--- BEGIN Text passage ---
AWS ETL Pipeline for YouTube Data Analytics

📋 Project Overview

This project implements a complete serverless ETL (Extract, Transform, Load) pipeline on AWS to process and analyze YouTube trending video statistics data from multiple regions. The pipeline leverages AWS managed services to build a scalable, cost-effective data analytics solution.

Business Context

Cloud-based Data Lake solutions help develop rich analytics while organizing data into storage phases (raw, cleansed, and analytical). This project aims to securely manage, streamline, and perform analysis on structured and semi-structured YouTube videos data based on video categories and trending metrics.

Dataset

This Kaggle dataset contains statistics (CSV files) on daily popular YouTube videos over several months. There are up to 200 trending videos published every day across multiple regions. Each region has its own data file containing:

Video title, channel title, publication time
Tags, views, likes, dislikes
Description and comment count
Category ID (linked via JSON reference files)

🏗️ Architecture

The pipeline follows a medallion architecture with three data layers:

Raw Data (S3) → Lambda → Cleansed Layer (S3) → Glue ETL → Analytics Layer (S3) → Athena/QuickSight

Key Components:

Amazon S3: Data lake storage (raw, cleansed, and analytics layers)
AWS Lambda: Serverless data processing for JSON transformation
AWS Glue: Serverless ETL jobs using Apache Spark
AWS Glue Data Catalog: Centralized metadata repository
Amazon Athena: SQL-based data querying
Amazon QuickSight: Data visualization and dashboards

📊 Data Flow Workflow

1. Data Ingestion Layer

Raw CSV and JSON data files are uploaded to S3 raw bucket
Data is organized using Hive-style partitioning (region=ca/, region=us/, etc.)
Supports multiple regions: CA, DE, FR, GB, IN, JP, KR, MX, RU, US

2. Data Processing Layer

Lambda Function: Triggered by S3 events when JSON files are uploaded
- Reads JSON data using AWS Data Wrangler
- Normalizes nested JSON structures using pandas
- Converts to Parquet format for optimized storage
- Registers data in Glue Data Catalog

3. Data Transformation Layer

Glue ETL Jobs: PySpark-based transformations
- Reads data from Glue Data Catalog
- Applies schema mapping and data type conversions
- Resolves data quality issues (null fields, type conflicts)
--- END Text passage ---
--- BEGIN Given information ---
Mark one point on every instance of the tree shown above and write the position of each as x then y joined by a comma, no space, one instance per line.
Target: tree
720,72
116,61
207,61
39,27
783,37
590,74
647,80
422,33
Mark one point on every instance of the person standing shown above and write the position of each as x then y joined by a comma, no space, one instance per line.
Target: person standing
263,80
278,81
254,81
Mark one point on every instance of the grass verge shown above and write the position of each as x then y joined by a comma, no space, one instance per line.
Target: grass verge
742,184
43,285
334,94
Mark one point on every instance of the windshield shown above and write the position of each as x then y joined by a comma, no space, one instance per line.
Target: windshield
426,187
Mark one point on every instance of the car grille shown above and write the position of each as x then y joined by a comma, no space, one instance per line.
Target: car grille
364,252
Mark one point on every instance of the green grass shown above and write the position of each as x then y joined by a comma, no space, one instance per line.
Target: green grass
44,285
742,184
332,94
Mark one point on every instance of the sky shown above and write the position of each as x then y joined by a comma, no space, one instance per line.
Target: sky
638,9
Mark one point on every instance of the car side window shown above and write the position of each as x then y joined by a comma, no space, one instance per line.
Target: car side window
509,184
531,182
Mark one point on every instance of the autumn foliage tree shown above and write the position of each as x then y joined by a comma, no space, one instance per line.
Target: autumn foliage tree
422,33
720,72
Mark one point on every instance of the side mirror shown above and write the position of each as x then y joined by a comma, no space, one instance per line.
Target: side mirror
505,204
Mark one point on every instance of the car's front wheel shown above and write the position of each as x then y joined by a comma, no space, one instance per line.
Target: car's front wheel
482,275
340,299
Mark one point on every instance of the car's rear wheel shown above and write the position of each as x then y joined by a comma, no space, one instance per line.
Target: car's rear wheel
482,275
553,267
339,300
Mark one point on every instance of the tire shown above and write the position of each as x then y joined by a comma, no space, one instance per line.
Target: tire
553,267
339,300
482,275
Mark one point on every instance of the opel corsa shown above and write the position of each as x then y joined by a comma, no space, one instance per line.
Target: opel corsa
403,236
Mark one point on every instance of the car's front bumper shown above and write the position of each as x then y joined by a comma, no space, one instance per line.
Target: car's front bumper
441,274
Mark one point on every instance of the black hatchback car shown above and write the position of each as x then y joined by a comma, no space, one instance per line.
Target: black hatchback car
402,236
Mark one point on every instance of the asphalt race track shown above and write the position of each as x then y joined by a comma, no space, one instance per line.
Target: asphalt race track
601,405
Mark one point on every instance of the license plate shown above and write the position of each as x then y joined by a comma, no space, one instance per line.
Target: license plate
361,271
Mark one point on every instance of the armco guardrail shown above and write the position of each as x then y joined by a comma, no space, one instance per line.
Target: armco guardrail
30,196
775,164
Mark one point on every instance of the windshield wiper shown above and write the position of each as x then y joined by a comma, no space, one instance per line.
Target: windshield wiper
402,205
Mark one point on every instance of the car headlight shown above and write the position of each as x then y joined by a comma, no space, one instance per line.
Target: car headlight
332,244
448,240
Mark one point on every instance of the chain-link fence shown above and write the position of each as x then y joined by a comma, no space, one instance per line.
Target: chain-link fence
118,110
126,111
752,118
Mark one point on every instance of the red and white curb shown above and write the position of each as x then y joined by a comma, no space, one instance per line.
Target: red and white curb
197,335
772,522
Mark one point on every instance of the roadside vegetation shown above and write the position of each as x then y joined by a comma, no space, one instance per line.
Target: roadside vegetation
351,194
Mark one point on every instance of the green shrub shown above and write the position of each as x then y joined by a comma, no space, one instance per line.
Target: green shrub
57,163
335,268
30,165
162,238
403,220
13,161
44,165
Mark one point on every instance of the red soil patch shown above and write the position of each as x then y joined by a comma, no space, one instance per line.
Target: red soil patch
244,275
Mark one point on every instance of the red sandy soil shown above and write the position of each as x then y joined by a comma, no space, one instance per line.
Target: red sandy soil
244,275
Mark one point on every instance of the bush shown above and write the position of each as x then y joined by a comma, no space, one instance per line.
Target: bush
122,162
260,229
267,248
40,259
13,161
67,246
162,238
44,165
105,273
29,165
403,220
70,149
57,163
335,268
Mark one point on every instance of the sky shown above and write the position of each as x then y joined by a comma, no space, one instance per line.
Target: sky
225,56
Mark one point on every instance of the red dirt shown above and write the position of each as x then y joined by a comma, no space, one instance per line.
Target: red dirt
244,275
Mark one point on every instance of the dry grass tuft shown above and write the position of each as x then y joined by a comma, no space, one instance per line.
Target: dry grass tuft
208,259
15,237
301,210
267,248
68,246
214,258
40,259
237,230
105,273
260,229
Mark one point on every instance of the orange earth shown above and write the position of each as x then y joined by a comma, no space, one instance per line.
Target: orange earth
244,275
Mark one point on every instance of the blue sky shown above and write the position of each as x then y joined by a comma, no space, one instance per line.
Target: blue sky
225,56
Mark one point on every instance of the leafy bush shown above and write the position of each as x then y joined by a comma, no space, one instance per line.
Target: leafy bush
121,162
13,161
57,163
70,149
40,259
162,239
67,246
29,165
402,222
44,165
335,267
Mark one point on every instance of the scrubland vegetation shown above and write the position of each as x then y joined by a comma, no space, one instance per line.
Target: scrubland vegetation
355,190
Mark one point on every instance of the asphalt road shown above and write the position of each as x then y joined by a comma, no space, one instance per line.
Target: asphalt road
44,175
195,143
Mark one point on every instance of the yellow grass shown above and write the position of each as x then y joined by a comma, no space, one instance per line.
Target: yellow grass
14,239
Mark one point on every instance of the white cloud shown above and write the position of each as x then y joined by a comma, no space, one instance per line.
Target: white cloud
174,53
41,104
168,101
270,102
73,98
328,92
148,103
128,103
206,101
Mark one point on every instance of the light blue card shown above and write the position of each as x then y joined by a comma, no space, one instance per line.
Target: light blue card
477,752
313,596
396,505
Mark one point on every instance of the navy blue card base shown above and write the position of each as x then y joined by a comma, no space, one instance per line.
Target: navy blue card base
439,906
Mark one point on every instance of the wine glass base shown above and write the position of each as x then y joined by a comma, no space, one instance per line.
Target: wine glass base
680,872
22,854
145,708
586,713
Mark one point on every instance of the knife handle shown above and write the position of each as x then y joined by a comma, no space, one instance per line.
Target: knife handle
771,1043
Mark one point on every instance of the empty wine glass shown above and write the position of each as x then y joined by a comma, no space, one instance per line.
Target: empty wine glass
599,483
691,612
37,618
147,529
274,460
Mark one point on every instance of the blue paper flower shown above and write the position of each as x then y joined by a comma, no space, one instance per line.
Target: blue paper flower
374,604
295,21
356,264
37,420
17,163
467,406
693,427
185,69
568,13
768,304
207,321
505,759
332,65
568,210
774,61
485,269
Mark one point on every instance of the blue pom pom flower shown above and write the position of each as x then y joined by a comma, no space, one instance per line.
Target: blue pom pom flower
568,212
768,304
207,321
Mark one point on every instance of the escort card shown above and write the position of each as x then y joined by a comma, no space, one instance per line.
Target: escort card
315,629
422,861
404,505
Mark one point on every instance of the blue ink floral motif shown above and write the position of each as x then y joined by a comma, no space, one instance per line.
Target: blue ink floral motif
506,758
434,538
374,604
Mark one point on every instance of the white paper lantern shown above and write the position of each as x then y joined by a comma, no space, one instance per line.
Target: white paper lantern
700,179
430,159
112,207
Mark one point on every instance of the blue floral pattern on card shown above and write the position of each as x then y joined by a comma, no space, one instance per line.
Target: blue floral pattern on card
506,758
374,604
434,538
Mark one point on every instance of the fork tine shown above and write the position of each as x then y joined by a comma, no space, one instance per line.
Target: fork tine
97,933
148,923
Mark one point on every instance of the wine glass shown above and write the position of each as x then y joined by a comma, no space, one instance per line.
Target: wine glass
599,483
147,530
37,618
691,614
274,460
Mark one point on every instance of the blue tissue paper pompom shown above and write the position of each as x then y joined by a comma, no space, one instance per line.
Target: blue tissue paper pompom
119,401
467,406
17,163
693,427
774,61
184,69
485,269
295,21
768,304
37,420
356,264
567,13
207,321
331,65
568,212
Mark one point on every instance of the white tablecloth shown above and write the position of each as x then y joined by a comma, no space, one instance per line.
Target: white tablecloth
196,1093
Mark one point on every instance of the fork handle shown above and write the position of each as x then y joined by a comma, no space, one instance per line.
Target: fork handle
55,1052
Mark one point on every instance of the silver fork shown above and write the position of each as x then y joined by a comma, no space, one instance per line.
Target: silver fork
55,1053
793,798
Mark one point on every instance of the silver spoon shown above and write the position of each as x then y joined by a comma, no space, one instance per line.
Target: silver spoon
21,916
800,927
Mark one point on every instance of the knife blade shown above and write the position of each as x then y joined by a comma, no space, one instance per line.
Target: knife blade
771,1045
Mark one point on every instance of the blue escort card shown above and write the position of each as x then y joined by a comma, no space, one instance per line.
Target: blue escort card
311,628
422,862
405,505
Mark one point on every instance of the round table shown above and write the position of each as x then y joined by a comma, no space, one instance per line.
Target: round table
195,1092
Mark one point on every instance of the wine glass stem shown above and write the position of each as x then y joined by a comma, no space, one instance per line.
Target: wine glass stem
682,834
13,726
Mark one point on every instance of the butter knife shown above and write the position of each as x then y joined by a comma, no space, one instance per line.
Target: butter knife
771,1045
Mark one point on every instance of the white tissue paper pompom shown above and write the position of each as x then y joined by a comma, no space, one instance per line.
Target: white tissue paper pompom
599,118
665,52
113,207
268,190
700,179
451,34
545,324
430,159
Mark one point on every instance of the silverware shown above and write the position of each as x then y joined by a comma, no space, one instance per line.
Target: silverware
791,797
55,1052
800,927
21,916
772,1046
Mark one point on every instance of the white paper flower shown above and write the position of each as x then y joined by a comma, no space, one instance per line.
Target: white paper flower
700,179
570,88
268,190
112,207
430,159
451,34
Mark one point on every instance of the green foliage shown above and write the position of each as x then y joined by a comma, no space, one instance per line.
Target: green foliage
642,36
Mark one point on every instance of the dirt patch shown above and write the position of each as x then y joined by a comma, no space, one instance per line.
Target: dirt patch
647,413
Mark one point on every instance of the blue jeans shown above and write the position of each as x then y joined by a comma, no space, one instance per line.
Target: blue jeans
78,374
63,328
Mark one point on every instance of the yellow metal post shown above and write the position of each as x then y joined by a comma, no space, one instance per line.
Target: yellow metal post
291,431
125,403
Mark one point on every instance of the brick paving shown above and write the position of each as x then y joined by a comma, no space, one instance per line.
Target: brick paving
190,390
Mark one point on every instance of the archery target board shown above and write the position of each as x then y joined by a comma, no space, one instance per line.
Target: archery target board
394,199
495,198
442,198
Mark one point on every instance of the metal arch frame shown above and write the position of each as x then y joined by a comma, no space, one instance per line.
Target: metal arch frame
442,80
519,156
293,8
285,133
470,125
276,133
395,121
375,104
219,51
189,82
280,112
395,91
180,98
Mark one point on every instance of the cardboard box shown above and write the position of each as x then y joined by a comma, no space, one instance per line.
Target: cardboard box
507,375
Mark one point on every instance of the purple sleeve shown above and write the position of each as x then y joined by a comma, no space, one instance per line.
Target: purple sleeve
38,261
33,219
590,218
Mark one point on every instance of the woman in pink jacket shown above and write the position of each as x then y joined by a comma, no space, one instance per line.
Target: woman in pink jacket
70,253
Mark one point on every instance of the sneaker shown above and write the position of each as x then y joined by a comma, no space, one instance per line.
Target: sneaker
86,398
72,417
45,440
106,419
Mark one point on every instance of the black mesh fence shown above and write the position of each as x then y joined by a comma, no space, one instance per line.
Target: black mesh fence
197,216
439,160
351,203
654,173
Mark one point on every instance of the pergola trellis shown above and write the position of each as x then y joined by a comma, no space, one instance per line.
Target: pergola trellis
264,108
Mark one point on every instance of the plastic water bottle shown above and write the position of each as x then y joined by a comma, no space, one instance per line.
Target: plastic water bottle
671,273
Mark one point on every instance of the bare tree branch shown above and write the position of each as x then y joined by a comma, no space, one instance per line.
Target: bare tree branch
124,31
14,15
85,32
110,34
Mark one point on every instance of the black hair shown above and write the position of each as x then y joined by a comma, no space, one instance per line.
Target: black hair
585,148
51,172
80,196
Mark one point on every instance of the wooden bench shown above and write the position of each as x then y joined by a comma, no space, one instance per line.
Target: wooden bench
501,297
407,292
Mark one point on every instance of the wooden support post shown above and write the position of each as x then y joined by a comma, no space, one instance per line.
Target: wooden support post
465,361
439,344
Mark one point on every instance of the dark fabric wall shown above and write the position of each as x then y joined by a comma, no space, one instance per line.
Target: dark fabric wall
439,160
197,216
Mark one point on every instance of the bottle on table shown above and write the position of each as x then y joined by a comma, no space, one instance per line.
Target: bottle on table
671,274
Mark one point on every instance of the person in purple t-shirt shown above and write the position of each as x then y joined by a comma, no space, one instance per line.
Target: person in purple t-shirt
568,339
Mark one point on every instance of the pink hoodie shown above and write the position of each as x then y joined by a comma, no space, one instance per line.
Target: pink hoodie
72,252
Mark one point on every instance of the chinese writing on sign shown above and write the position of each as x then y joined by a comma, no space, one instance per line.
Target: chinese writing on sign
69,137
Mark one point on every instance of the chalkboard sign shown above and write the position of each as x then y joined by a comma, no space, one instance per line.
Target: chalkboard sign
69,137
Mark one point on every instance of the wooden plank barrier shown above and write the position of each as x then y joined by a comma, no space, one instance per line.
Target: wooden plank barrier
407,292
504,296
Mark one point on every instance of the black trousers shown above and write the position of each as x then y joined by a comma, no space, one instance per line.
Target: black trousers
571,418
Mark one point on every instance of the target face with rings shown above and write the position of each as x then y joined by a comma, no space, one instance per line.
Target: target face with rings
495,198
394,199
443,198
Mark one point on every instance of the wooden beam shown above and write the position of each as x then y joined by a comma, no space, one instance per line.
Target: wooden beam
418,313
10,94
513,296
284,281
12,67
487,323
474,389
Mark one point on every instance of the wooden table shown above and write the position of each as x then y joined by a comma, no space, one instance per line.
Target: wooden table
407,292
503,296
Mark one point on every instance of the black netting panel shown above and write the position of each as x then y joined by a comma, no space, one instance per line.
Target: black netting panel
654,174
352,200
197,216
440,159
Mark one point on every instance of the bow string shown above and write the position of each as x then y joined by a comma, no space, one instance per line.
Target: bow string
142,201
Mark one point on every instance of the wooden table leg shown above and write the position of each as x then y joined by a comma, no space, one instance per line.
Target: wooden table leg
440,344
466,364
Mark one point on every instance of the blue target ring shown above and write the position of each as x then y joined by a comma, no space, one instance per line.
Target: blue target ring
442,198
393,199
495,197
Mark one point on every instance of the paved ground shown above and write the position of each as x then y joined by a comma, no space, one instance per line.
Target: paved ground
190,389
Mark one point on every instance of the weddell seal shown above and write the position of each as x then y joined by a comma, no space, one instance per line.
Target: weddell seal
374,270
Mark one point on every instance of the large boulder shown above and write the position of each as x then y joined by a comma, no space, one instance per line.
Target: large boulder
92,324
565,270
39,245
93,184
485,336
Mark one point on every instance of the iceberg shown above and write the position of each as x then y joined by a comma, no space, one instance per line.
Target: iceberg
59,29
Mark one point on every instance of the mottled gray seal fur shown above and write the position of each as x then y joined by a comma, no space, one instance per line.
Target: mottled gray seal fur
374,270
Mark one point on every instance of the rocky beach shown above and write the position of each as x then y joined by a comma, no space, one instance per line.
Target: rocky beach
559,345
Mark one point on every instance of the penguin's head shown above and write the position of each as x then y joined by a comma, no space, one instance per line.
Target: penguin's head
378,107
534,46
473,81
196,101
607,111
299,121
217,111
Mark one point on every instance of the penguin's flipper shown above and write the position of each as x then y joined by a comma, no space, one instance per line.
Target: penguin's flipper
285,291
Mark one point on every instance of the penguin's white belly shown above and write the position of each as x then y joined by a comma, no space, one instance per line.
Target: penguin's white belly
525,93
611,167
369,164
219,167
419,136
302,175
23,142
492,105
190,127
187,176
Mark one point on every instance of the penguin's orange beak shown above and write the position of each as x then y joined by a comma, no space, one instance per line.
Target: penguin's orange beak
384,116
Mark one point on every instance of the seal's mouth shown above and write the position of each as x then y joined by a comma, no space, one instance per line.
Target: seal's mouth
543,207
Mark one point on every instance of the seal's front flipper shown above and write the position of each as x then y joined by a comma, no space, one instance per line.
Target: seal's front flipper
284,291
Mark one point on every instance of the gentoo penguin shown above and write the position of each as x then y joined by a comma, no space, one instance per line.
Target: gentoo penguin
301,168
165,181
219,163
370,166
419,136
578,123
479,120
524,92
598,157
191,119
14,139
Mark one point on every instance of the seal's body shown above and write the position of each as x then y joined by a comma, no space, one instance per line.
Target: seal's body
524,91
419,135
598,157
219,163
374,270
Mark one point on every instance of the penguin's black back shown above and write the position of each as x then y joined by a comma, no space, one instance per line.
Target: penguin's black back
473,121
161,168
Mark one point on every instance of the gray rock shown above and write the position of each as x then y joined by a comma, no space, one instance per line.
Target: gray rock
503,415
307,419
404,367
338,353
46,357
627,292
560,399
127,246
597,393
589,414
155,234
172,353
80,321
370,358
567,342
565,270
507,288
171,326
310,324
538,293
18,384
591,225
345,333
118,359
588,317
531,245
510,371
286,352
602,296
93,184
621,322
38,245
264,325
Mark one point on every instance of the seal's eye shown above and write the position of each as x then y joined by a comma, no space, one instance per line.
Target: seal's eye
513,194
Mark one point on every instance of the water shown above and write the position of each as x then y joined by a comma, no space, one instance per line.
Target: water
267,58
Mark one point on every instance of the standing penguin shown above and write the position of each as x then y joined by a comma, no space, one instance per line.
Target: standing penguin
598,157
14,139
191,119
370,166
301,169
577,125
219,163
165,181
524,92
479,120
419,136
--- END Given information ---
### What to produce
Write out the part of the YouTube ETL pipeline text word for word, starting at "This project implements" and ending at "data analytics solution.". The data has no connection to the YouTube ETL pipeline text.

### Solved exercise
This project implements a complete serverless ETL (Extract, Transform, Load) pipeline on AWS to process and analyze YouTube trending video statistics data from multiple regions. The pipeline leverages AWS managed services to build a scalable, cost-effective data analytics solution.